Senior Big Data Architect - Search ML Data Platform

3+ months agoPalo Alto, CA


The Amazon Search team builds the search engine that powers Amazon's world wide shopping experience. Whenever a customer searches or browses using an Amazon website or application, we connect them to the products and services they are looking for.

Search ML Data Platform team is responsible for delivering high quality and fresh ML model training data, and providing seamless access to all ML artifacts through managed Federated Data Lake infrastructure. This big-data platform provides the ML training data to Amazon search ranking, matching quality, search economics and also powers live-site features, including search suggestions, query understanding, spelling, search result ranking, and personalization. More than 350 teams across Amazon consume our datasets. We are located in downtown Palo Alto, a short walk from numerous shops and restaurants, and right across from the Caltrain station.

As a Senior Software Development Engineer you will:
• Data Definition: Work with Scientists to define our data products providing a stable schema that they can use to train the model while modeling ever changing Search User Experience worldwide. You will work backwards from these customers to define data models of all the intermediate data-sets, all the way to data model of our inputs such as logging done by Search Experience.
• Data Organization: You will define how we organize PB of our data on physical storage, and create appropriate indexes to make it easy to access for wide variety of use cases such as ML Training, Analytics, and privacy compliance.
• Data Quality: You will work with our customer to define metrics for data quality that reflect their concerns and relative priority amongst those concerns such as freshness, precision, and completeness. You will use these to define quality metrics for all the intermediate data-sets and take it all the way to define data quality metics for our inputs. You will define SLA for our data input providers for data quality and influence our architecture to gracefully degrade with imperfect data and providing mechanisms for our customers to understand quality of various data-sets so they can use it appropriately. You will define how we do trade-off between various concerns such as freshness, completeness, precision and cost.

DATASET ENTRIES:
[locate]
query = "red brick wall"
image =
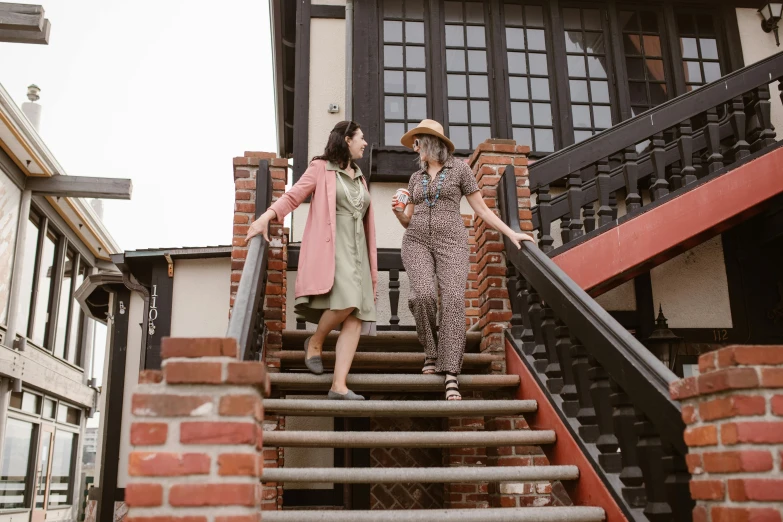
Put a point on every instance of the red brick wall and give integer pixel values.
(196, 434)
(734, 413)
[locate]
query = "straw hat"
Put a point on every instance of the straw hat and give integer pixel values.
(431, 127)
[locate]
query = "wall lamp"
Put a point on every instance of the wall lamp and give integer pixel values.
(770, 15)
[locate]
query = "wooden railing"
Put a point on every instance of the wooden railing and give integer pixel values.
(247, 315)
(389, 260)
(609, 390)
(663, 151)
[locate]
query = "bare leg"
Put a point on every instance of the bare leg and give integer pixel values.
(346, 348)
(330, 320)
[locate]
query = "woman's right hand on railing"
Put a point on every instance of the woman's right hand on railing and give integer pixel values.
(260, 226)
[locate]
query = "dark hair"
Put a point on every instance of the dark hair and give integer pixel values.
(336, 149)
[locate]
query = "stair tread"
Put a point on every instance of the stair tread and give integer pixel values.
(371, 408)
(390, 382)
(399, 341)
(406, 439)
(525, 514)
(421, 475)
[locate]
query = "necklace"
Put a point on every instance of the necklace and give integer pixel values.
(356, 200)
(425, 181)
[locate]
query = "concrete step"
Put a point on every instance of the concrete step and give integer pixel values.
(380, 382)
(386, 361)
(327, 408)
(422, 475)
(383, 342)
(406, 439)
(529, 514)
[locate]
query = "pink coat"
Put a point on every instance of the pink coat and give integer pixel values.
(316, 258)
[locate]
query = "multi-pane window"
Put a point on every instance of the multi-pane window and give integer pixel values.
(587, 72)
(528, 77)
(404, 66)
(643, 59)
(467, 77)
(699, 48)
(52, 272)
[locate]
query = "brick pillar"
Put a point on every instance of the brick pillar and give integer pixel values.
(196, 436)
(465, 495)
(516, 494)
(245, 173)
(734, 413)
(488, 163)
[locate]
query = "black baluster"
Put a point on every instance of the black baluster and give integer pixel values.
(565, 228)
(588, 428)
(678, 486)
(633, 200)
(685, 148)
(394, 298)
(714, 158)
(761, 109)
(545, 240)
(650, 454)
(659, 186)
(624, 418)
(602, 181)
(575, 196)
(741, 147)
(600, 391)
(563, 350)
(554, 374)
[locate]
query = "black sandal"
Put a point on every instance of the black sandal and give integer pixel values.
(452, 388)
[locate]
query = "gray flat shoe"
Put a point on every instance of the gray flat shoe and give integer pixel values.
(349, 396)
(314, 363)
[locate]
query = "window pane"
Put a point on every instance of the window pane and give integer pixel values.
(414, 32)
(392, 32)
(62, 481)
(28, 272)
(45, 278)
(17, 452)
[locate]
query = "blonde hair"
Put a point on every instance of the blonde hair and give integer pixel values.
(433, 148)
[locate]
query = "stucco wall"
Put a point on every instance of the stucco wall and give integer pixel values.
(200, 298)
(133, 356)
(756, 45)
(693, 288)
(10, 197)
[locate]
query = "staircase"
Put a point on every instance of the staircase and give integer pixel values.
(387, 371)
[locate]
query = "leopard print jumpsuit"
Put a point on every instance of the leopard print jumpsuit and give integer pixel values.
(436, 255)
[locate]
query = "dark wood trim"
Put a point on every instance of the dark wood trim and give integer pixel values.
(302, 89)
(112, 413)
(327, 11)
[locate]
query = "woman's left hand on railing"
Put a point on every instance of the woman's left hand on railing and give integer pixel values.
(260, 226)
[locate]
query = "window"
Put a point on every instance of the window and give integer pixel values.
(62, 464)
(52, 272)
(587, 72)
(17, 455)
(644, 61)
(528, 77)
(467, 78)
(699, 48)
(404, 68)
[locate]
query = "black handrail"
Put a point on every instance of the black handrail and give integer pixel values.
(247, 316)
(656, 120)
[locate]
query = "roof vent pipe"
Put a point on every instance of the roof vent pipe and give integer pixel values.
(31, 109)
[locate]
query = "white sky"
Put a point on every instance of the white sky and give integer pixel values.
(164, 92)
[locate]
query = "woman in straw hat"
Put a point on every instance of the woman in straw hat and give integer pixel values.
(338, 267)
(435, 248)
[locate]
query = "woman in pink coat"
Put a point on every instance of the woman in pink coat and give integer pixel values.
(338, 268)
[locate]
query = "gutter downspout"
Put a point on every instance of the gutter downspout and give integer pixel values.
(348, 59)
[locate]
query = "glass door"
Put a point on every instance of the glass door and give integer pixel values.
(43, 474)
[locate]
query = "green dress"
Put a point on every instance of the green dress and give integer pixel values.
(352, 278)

EXERCISE SET:
1/ Copy everything in the job posting from "3+ months agoPalo" down to "are looking for.".
2/ Carry on with the job posting from where it stops.
You won't need the records for this.

ANSWERS FOR THE TASKS:
1/
3+ months agoPalo Alto, CA


The Amazon Search team builds the search engine that powers Amazon's world wide shopping experience. Whenever a customer searches or browses using an Amazon website or application, we connect them to the products and services they are looking for.

2/
• Design & Develop: Lead the design, get your hands dirty and write code, and ultimately deploy big data and machine learning services. These services define the foundation of our search R&D processes, supporting science, product development and production of the worlds largest product search engine.
• Operational Excellence: Obsess over operational excellence, evaluate system performance, security, design system metrics and driving quality improvements
• Obsess over customer needs and satisfaction
In this role, you'll help establish technical standards and drive the Search Data organization's overall Data architecture and Engineering practices. You'll work on the hardest problems, building high quality, architecturally sound systems that are aligned with our business needs and built to handle Amazon's world wide scale. Your expertise is deep and broad; you're hands on, producing both detailed technical work and high-level architectural designs.


At least 10 years of experience in all of the following:
• Software development and design.
• Writing production code using Java, Scala, and Python
At least 5 years of recent experience in:
• Data Architecture and Data processing for ML and Analytical application
• Defining data and processing interfaces and getting buy-in from across the organization
• Leading delivery of projects requiring work from multiple organizations
• Data transformation/ETL tools and technologies and understanding of related concepts (such as data cataloging and curation, etc.)
• Big data infrastructure such as Hadoop, Spark, Kubernetes,etc.
• Implementation and tuning experience in the Big Data Ecosystem, (such as Hadoop, Spark, Presto, Hive), Database (such as Oracle, MySQL, PostgreSQL, MS SQL Server) and Data Warehouses (such as Redshift, Teradata, Vertica)


• Graduate degree in computer science or related field (MS or Ph.D.)
• Experience with public cloud infrastructure.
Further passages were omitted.